- **抜粋本文**

"""

みなさんは数理最適化や最適化問題ということばをご存知でしょうか。
おそらく「最適化ということばは、よく聞くけれど詳しくはしらない」という方が多いのではないかと思います。
数理最適化という道具を用いて作成する問題を最適化問題と呼びます。最適化問題は、考えないといけない制約が複数ある状態で、ある目的を最大・最小にしたいオーダがある際に役立ちます。実際に具体例を挙げてみます。
想像していたより実社会における適用範囲が広いと感じたのではないでしょうか。
今回は、数理最適化のことをより深く知っていただけるように、2部構成の記事を組みました。
第一部では数理最適化の特徴や種類のお話、最適化と密接に関係してくるソルバのお話をしたあと、有名な「どろぼうの問題(ナップザック問題)」を通して最適化への理解を深めることができる流れになっています。
第二部目では第一部にて学んだ内容を踏襲しつつ、著者が作成したオリジナル問題を通してより汎用的な最適化問題を解き、興味・理解を深めていただければと思っています。
- Contents -
冒頭「はじめに」でも、最適化問題について少し説明しました。ここでは、もう少し詳しい数理最適化について(特徴や種類)説明していきます。
最適化問題は、目的関数、制約条件で構成されています。
つまり、最適化問題は「制約条件の下で目的関数を最良にする状態を求める問題」と表すことができます。そして、この最良な状態のことを最適解といいます
では、数理最適化問題(以降では最適化問題と呼ぶことにします)には、どのような問題の種類があるのか見てみましょう。最適化問題は、目的関数、制約条件や変数の状態によって問題の種類を分類できます。また、問題ごとに解や分析アプローチが違ってくることも特徴です。
問題名 | 問題略称 | 目的関数 | 制約条件 | 変数 |
---|---|---|---|---|
線形計画問題 | LP | 線形 | 線形 | 連続 |
2次計画問題 | QP | 2次 | 線形 | 連続 |
非線形計画問題 | NLP | 非線形 | 非線形 | 連続 |
整数計画問題 | IP | – | – | 整数 |
混合整数 線形計画問題 | MILP | 線形 | 線形 | 連続・整数 |
混合整数 2次計画問題 | MIOP | 2次 | 線形 | 連続・整数 |
混合整数 非線形計画問題 | MINLP | 非線形 | 非線形 | 連続・整数 |
ここで少し変数の種類についてお話をしておくことにします。変数には連続変数と整数変数(離散変数と呼ぶこともあります)があります。連続変数とは、その名の通り「変数値が連続的に変わりうるもの、任意の値を取りうるもの」のことをさします。例えば、体重などがそうです。45kgととることもできるし、45.5kgや45.0000005kgととることもできます。一方、整数変数とは「変数値が整数値に限定されるもの」のことをさします。例えば人数やさいころの目(6面)などがそうです。一般的に人数は1人、2人….と数えますね、とびとびに人数をカウントすることは、特殊な状況ではない限り、まずありませんね。

"""

[ラベル付きの点の記録]
"""

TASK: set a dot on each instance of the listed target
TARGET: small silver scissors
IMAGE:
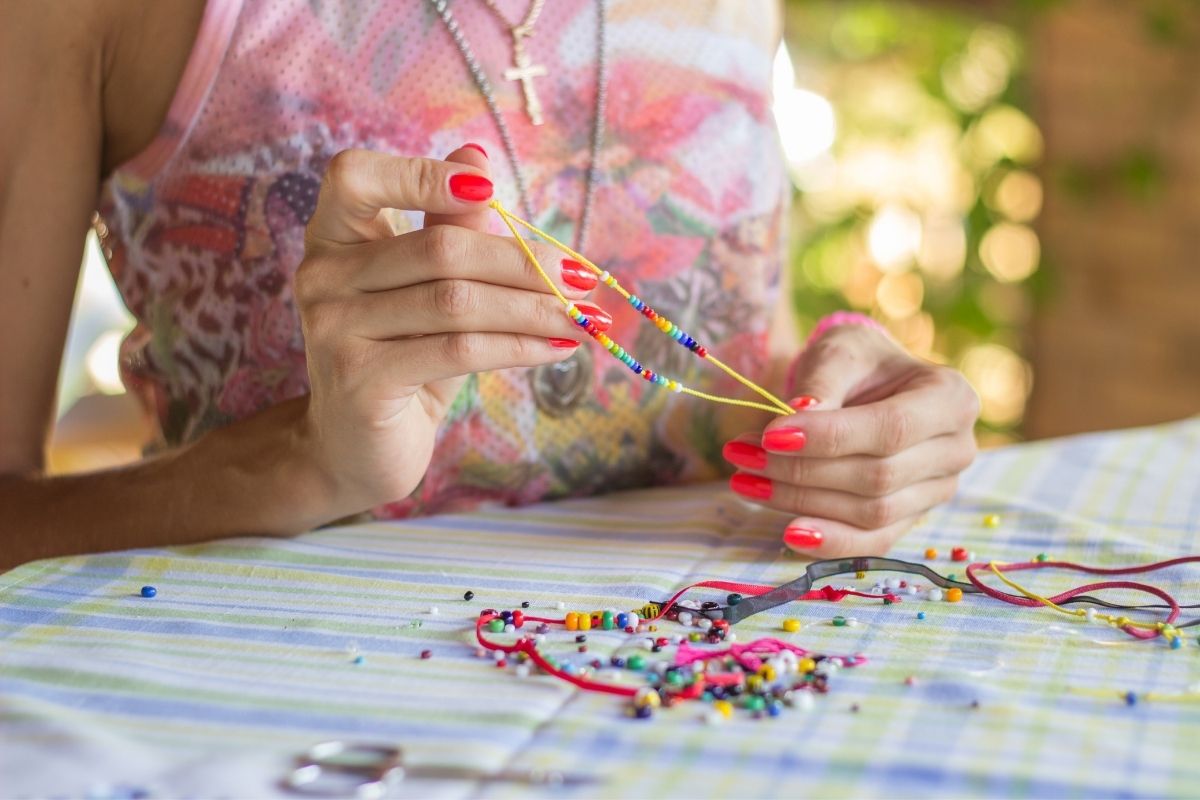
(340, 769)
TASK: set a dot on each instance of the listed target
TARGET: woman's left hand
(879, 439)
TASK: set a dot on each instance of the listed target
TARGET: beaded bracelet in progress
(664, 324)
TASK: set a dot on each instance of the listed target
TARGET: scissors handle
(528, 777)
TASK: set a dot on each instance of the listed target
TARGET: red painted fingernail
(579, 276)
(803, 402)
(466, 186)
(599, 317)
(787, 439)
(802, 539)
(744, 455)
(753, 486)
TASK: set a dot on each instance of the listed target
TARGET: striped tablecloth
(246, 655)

"""

- **取り組む作業**
a - 数理最適化の文章について、次の問いにそれぞれ答えてください。
(i) 最適化問題は何と何で構成されていますか。
(ii) 整数計画問題の略称は何ですか。
(iii) 連続変数の例として挙げられているものは何ですか。
b - 数理最適化の文章を、最後の文の後から続けて書いてください。
これらの項目は使わなくてもかまいません。

- **作業ごとの解答**
a -
(i) 目的関数と制約条件
(ii) IP
(iii) 体重

b -
また、離散変数には、スイッチのON/OFFのような役割をする0-1変数というものがあります。この0-1変数をうまく利用する事で、そのままでは記述することが難しい目的関数や制約式を表現できる場合があります。
ここでは、最適化問題と綿密に関わってくる最適化ソルバについて説明します。最適化ソルバは、最適化問題の最適解を得るために用いるソフトウェアのことです。もちろん、簡単な線形問題、列挙するべき組合せ数が少ない問題等なら、ソルバを使わずに手で解くこともできます。しかし、手作業で問題で解くことは現実的ではないので、そのような問題であっても最適化ソルバを使用することによって、より早く解を得られる可能性が高まります。
ソルバに関する特徴や種類を下記の表にまとめました。無償のものから有償(商用・アカデミック利用)という違い、解ける問題の種類や対応するOSなどの違いもあることが特徴です。本記事では、無償のソルバであるGLPKを用いています。
項目 | 内容 |
---|---|
特徴 | ・無償・有償 / 得意問題(線形・非線形問題)/ 対応OSが違います。 ・最適化ソルバはほとんどが海外で作られている。 ・複数のソルバ性能を比較するための「ベンチマーク」問題集(混合整数計画問題)があります。 |
種類 | 有償:GLPK, MIPCL, SCIPなど 無償:FICO, Gurobi, CPLEX, IPOPT, KNITRO, SNOPTなど |
ここでは、最適化問題とソルバをどのような手順で使用していくのか、簡単に説明します。おおまかな過程は、下記のようになっています。
まず、実際の問題を最適化問題として定式化します。そして定式化したものをソルバが読み込める形で書く作業(モデリング)を行います。次に、ソルバにモデルを読み込ませて最適解を求めます。最後にソルバを用いて算出された解を分析し、結果に応じてパラメータの調整や制約の追加や削除を行います。このような工程を繰り返すことで、より精緻で実世界に即したモデルにすることができ、実問題に寄り添った最適解を得ることができるでしょう。
ここからは有名な「どろぼうの問題」(世の中では「ナップザック問題」と呼ばれています)通して、より詳しい最適化問題の世界を理解していきましょう。まずは、下記の「どろぼうの問題」を読んでみましょう。
問題文:
お宝があると噂に聞いた泥棒が、ある豪邸にしのびこみました。しかし、予想していた以上にお宝の種類があることがわかりました。重いお宝、大きいお宝、小さいけど価値があるお宝….どうやら、お宝の種類は全部で5つあり、それぞれの価値と価格は下記表の通りです。あいにく、5 つすべてのお宝は入りきらないようです。
そこで泥棒は、カバンの容量と耐えられる重さを考えた上で一番価値のあるお宝の組合せを選んで持ち帰ることにしました。ただし、カバンの耐えられる重さは15とします。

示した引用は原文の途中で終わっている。